# TASK INSTRUCTIONS
1) Reproduce the passage from the C++ move semantics text that begins at the words "It’s unlikely to" and stops after "not throw exceptions).".
2) Gather every line of the entries that contains the word "petal".

# SOURCE TEXT

%%

It’s unlikely to become slower, but since it’s implementation-dependent, it’s possible for such move operations to exist.
So, it’s better not to assume that using a move will always be faster than a copy.

Furthermore, even if a move operation exists and is definitely lighter than a copy, algorithms requiring a strong exception safety guarantee (the property that if an exception occurs midway, the operation can always be rolled back to its state before the operation) cannot use the move operation unless it is noexcept (does not throw exceptions).

Enumerating cases where move operations are not effective is endless, so there’s no point in expecting too much.

That said, there are apparently cases where just switching to C++11 on a certain compiler resulted in a 1.x times speedup, so moves do often make things faster.
It feels like “Which is it?!”, but perhaps it’s best to have the mindset of, “I thought I might have done well on the final exam, but I’ll be hurt if the score is low, so I’ll just assume the score is low.”

Perfect Forwarding

What is std::forward?

std::forward is a function that “makes a call perfectly forwarded.”
As mentioned at the beginning, perfect forwarding means passing the complete type information of the original actual argument of a formal parameter to the actual argument of another function.

Consider a template function F that calls an overloaded function f and also groups other common processing.

In C++03 or earlier, you might write something like this:

template<typename T>
static void F(T v)
{
    // Do some common processing here
    f(v); // Also call the overloaded function
}

But this doesn’t achieve perfect forwarding.

Why? Because when F(x) is called, x is copied to v, so the argument passed to f refers to a different entity (though its content is copied, so it looks the same).
Besides, for objects with non-negligible copy costs, you want to avoid copies.

So, if copying is the problem, should we use references?

template<typename T>
static void F(T& v)
{
    f(v);
}

No, this fails from the start because you can’t pass rvalues.

Now, from C++11, rvalue references can be used!

template<typename T>
static void F(T&& v)
{
    f(v);
}

This allows rvalues to be passed. However, it’s still incomplete.

Why? Because, as mentioned in the review section, formal parameters are always lvalues. So, going through F prevents you from calling an f that takes an rvalue reference. You might think, “Okay, I’ll just use std::move,” but then you can’t call an f that takes an lvalue reference.

%%

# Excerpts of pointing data
%%

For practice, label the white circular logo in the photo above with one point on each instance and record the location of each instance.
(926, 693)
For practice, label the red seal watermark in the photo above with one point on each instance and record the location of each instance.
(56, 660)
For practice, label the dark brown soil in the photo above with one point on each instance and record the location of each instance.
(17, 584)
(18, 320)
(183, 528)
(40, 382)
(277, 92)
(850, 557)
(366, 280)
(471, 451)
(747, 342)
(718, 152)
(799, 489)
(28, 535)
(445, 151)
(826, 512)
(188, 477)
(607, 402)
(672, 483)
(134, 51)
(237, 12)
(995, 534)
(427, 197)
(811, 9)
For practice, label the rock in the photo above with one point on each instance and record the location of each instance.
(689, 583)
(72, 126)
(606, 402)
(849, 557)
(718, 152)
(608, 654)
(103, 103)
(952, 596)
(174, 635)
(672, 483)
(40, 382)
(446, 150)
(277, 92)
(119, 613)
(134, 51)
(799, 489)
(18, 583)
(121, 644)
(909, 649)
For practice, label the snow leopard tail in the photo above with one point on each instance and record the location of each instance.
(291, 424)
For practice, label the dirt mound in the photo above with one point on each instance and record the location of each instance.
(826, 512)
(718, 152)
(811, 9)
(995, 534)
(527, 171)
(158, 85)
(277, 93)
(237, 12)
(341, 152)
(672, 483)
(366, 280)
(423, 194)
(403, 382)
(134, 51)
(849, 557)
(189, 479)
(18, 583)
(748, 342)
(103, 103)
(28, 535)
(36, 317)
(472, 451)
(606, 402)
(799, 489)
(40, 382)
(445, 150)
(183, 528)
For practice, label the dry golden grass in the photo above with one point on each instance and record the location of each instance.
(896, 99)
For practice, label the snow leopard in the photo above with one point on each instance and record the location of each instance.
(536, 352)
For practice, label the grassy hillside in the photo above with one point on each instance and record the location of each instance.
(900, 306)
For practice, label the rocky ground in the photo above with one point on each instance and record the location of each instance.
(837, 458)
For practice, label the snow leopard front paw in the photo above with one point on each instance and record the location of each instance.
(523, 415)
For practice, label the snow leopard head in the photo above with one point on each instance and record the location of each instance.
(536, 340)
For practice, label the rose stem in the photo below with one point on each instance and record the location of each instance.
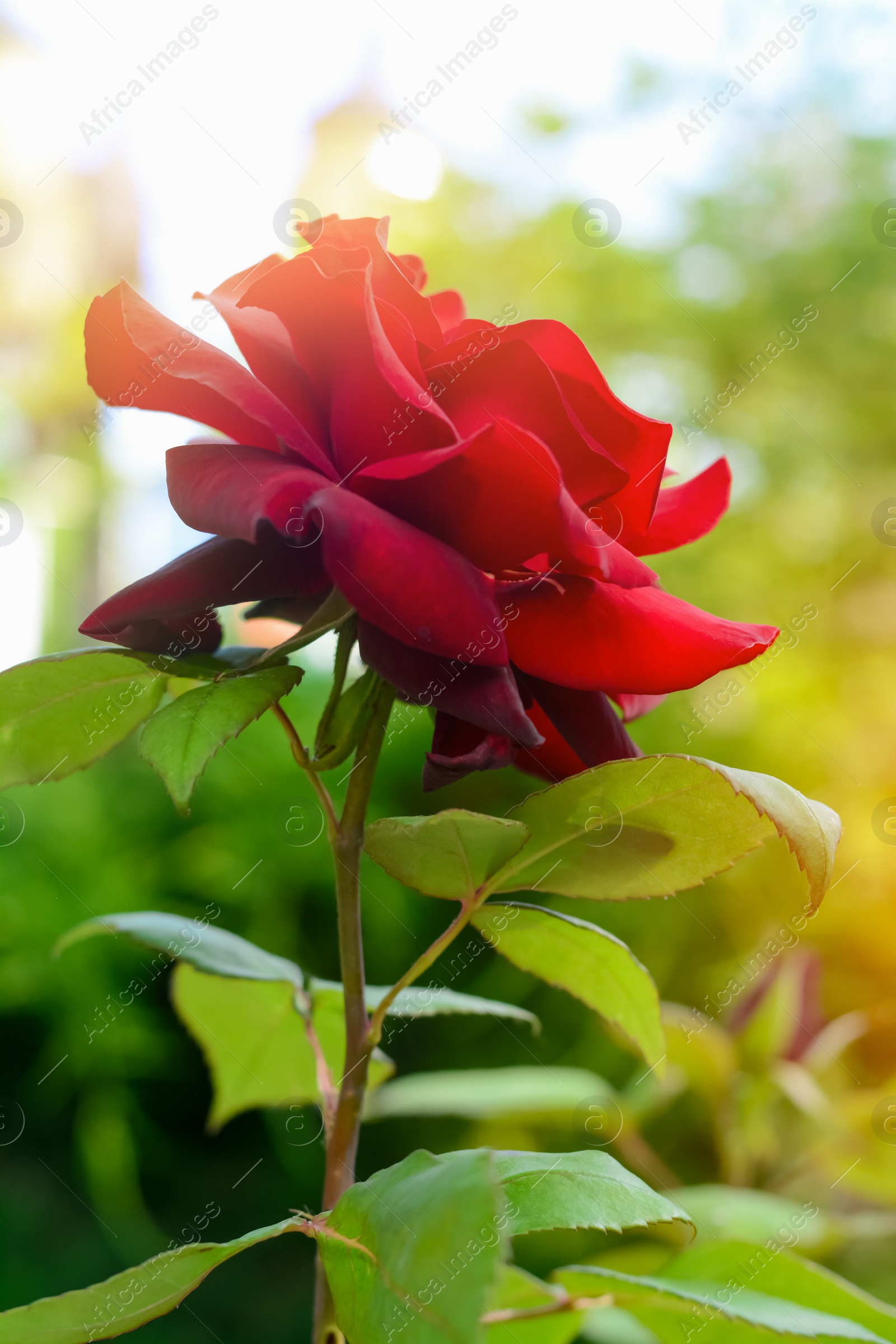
(347, 846)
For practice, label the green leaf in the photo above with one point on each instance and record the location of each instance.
(62, 713)
(584, 960)
(753, 1215)
(190, 940)
(488, 1093)
(661, 1304)
(810, 828)
(580, 1190)
(129, 1299)
(180, 740)
(413, 1250)
(634, 828)
(515, 1291)
(255, 1045)
(346, 725)
(778, 1272)
(432, 1002)
(448, 855)
(253, 1039)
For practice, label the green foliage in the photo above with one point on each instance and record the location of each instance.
(450, 854)
(253, 1039)
(435, 1002)
(754, 1215)
(119, 1305)
(488, 1093)
(63, 713)
(584, 960)
(661, 1304)
(459, 1210)
(515, 1291)
(781, 1273)
(580, 1190)
(180, 740)
(416, 1249)
(657, 825)
(338, 736)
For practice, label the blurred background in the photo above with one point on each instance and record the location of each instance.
(735, 222)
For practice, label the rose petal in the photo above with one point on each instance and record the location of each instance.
(269, 353)
(602, 637)
(449, 310)
(396, 280)
(218, 573)
(555, 758)
(412, 585)
(459, 749)
(486, 697)
(634, 441)
(375, 407)
(684, 512)
(191, 632)
(488, 375)
(139, 358)
(233, 489)
(452, 494)
(586, 721)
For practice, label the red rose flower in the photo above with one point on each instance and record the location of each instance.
(476, 492)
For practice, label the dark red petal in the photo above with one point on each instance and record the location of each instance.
(193, 632)
(396, 280)
(486, 697)
(139, 358)
(684, 512)
(375, 405)
(413, 586)
(269, 353)
(586, 721)
(218, 573)
(231, 489)
(634, 441)
(452, 492)
(459, 749)
(555, 758)
(449, 310)
(486, 375)
(636, 706)
(602, 637)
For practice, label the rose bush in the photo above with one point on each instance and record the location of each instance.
(476, 492)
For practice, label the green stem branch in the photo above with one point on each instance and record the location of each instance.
(304, 763)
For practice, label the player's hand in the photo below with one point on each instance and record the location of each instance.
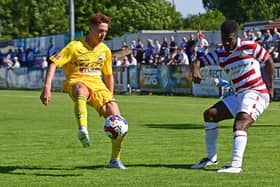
(45, 96)
(271, 94)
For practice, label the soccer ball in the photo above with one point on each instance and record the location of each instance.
(115, 127)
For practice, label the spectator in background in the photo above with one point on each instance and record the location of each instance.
(157, 47)
(163, 47)
(192, 37)
(84, 81)
(191, 50)
(244, 36)
(16, 63)
(149, 52)
(267, 40)
(183, 43)
(7, 61)
(132, 60)
(259, 38)
(252, 36)
(202, 45)
(124, 45)
(139, 51)
(276, 39)
(182, 58)
(22, 57)
(44, 63)
(242, 59)
(51, 52)
(172, 46)
(1, 58)
(116, 61)
(133, 47)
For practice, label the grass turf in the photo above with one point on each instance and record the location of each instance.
(39, 145)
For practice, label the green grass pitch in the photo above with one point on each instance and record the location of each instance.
(39, 145)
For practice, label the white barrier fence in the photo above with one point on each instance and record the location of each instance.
(148, 78)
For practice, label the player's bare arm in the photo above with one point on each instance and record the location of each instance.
(46, 92)
(196, 76)
(269, 68)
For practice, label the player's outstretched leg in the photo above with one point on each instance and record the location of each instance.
(115, 161)
(211, 134)
(81, 116)
(83, 136)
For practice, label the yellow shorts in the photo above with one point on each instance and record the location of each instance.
(99, 94)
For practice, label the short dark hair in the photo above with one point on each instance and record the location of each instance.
(98, 18)
(229, 26)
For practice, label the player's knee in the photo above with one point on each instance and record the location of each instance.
(209, 115)
(242, 122)
(79, 89)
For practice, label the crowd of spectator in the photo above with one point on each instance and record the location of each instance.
(269, 39)
(170, 52)
(167, 51)
(16, 58)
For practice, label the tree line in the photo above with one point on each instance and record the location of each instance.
(31, 18)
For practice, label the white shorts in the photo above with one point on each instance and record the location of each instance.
(250, 102)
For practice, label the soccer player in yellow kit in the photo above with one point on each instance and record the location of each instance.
(84, 61)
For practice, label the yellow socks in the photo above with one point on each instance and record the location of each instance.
(116, 148)
(81, 110)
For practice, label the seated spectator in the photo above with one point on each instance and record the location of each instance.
(132, 60)
(8, 62)
(182, 58)
(124, 45)
(202, 45)
(191, 50)
(16, 63)
(125, 62)
(149, 52)
(44, 63)
(116, 61)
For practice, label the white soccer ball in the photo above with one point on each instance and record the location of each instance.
(115, 127)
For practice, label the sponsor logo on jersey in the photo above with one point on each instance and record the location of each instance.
(58, 56)
(100, 58)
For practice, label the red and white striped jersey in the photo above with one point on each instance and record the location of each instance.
(242, 64)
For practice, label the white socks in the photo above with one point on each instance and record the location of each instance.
(239, 145)
(211, 135)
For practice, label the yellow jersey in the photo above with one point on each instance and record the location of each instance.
(79, 60)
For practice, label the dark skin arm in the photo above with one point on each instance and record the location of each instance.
(269, 69)
(195, 69)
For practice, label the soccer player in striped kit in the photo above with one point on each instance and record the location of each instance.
(241, 60)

%%

# SOLUTIONS TO THE TASKS
1)
It’s unlikely to become slower, but since it’s implementation-dependent, it’s possible for such move operations to exist.
So, it’s better not to assume that using a move will always be faster than a copy.

Furthermore, even if a move operation exists and is definitely lighter than a copy, algorithms requiring a strong exception safety guarantee (the property that if an exception occurs midway, the operation can always be rolled back to its state before the operation) cannot use the move operation unless it is noexcept (does not throw exceptions).

2)
For practice, label the rose petal in the photo above with one point on each instance and record the location of each instance.
For practice, label the dark red petal in the photo above with one point on each instance and record the location of each instance.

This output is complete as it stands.